-------- Dataset extract --------
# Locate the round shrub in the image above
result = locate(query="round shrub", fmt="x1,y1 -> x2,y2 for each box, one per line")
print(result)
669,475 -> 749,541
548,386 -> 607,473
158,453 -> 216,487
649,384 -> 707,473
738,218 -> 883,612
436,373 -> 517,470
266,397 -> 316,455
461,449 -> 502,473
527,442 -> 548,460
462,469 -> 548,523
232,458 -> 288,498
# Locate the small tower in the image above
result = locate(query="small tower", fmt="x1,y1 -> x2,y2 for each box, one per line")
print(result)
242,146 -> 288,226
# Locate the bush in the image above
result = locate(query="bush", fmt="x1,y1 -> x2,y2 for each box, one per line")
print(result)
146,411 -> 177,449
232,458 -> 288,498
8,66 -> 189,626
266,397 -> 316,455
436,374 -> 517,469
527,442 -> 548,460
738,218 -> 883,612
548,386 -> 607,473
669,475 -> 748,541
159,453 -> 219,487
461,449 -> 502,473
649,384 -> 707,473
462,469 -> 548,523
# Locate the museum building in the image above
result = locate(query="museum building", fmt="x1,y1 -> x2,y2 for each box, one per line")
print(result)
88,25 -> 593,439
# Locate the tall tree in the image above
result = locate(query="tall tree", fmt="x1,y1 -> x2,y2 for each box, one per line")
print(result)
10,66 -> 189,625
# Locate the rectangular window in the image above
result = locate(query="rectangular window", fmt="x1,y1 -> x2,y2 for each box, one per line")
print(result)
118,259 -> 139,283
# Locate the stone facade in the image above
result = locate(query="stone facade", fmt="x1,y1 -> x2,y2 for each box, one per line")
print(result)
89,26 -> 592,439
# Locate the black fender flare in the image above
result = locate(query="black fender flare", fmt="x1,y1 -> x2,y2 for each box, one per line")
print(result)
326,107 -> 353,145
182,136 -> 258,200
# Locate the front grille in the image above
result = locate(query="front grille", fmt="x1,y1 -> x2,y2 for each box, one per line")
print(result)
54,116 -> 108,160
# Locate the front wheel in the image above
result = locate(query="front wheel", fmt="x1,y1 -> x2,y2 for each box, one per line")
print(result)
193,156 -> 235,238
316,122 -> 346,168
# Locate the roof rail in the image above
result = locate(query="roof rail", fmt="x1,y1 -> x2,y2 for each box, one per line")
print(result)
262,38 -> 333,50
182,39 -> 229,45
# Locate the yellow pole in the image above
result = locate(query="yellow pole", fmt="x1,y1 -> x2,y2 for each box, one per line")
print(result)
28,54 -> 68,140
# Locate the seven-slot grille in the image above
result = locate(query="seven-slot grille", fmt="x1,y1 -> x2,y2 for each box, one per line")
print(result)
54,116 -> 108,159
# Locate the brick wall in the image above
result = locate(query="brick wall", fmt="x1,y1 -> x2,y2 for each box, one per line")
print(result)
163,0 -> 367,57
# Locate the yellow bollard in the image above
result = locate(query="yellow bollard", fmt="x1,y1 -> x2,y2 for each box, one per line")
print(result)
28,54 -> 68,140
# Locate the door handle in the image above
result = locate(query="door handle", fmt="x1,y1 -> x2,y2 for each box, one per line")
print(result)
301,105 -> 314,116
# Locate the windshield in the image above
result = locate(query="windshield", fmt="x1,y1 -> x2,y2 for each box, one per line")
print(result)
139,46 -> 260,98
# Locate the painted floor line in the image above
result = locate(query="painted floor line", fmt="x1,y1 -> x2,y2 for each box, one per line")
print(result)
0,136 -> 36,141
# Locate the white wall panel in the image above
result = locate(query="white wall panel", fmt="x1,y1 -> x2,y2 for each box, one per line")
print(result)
--------
● **What is needed**
Print the whole listing above verbatim, from the first comment line through the final print call.

● **Solution below**
# Locate the round shrub in the image above
result = locate(query="round shrub", fmt="x1,y1 -> x2,y2 for each box, one per line")
print(result)
669,475 -> 749,541
548,386 -> 607,473
158,453 -> 216,487
649,384 -> 707,473
738,218 -> 883,612
436,373 -> 517,470
266,397 -> 316,455
461,449 -> 502,473
527,442 -> 548,460
462,469 -> 548,523
232,458 -> 288,498
# Locate the small tower in the image above
result = locate(query="small tower", fmt="x1,y1 -> x2,y2 for each box, one per line")
print(result)
242,146 -> 288,226
# Locate the bush in the image above
result = locate(query="bush", fmt="x1,y1 -> x2,y2 for each box, one per line")
print(result)
146,411 -> 177,449
232,458 -> 288,498
8,66 -> 189,626
266,397 -> 316,455
436,374 -> 517,469
527,442 -> 548,460
738,218 -> 883,612
548,386 -> 607,473
669,475 -> 748,541
159,453 -> 219,487
461,449 -> 502,473
649,384 -> 707,473
462,469 -> 548,523
# Locate the museum building in the image above
result = locate(query="museum building", fmt="x1,y1 -> x2,y2 for each box, one per line")
print(result)
88,25 -> 593,439
# Locate the tall tree in the image above
result = locate(query="tall tree", fmt="x1,y1 -> x2,y2 for each box, one per line")
print(result)
10,66 -> 189,625
# Locate the rectangular window in the image above
result = locate(query="rectangular window", fmt="x1,y1 -> x2,y2 for each box, one per line")
print(result)
118,259 -> 139,283
# Locate the stone facade in the image above
result = locate(query="stone facade", fmt="x1,y1 -> x2,y2 for each box, one per line")
print(result)
89,26 -> 592,439
# Locate the black fender flare in the image above
result = locate(query="black fender flare", fmt="x1,y1 -> x2,y2 for each box, one per line")
print(result)
326,107 -> 353,145
182,136 -> 258,200
# Locate the front grille in the image above
result = locate(query="front grille", fmt="x1,y1 -> x2,y2 for each box, one per line")
print(result)
54,116 -> 108,160
# Locate the front wheel in the image above
result = locate(query="front wheel", fmt="x1,y1 -> x2,y2 for each box, one per line")
print(result)
193,156 -> 235,238
316,122 -> 346,168
# Locate the roof rail in the image above
result = locate(query="roof rail", fmt="x1,y1 -> x2,y2 for each box, one per line")
print(result)
262,38 -> 333,50
182,39 -> 229,45
# Locate the yellow pole in the image above
result = locate(query="yellow pole", fmt="x1,y1 -> x2,y2 for each box, one per line")
print(result)
28,54 -> 68,140
# Locate the seven-slot grille in the image above
result = locate(query="seven-slot grille", fmt="x1,y1 -> x2,y2 for each box, one per line")
print(result)
54,116 -> 108,159
# Locate the brick wall in the image above
result = locate(query="brick wall", fmt="x1,y1 -> x2,y2 for each box, one per line")
print(result)
163,0 -> 367,57
# Locate the yellow bollard in the image above
result = locate(query="yellow bollard", fmt="x1,y1 -> x2,y2 for each box, one per line")
print(result)
28,54 -> 68,140
# Locate the door handle in the image above
result = locate(query="door handle", fmt="x1,y1 -> x2,y2 for each box, one per line")
print(result)
301,105 -> 314,116
# Locate the windshield in the image above
result = locate(query="windshield", fmt="x1,y1 -> x2,y2 for each box, one per line")
print(result)
139,46 -> 260,98
# Locate the painted floor line in the image above
result = locate(query="painted floor line", fmt="x1,y1 -> x2,y2 for each box, one per line")
print(result)
0,136 -> 36,141
# Locate the white wall panel in the image above
result = locate(query="white wall panel", fmt="x1,y1 -> x2,y2 for each box, one per line")
print(result)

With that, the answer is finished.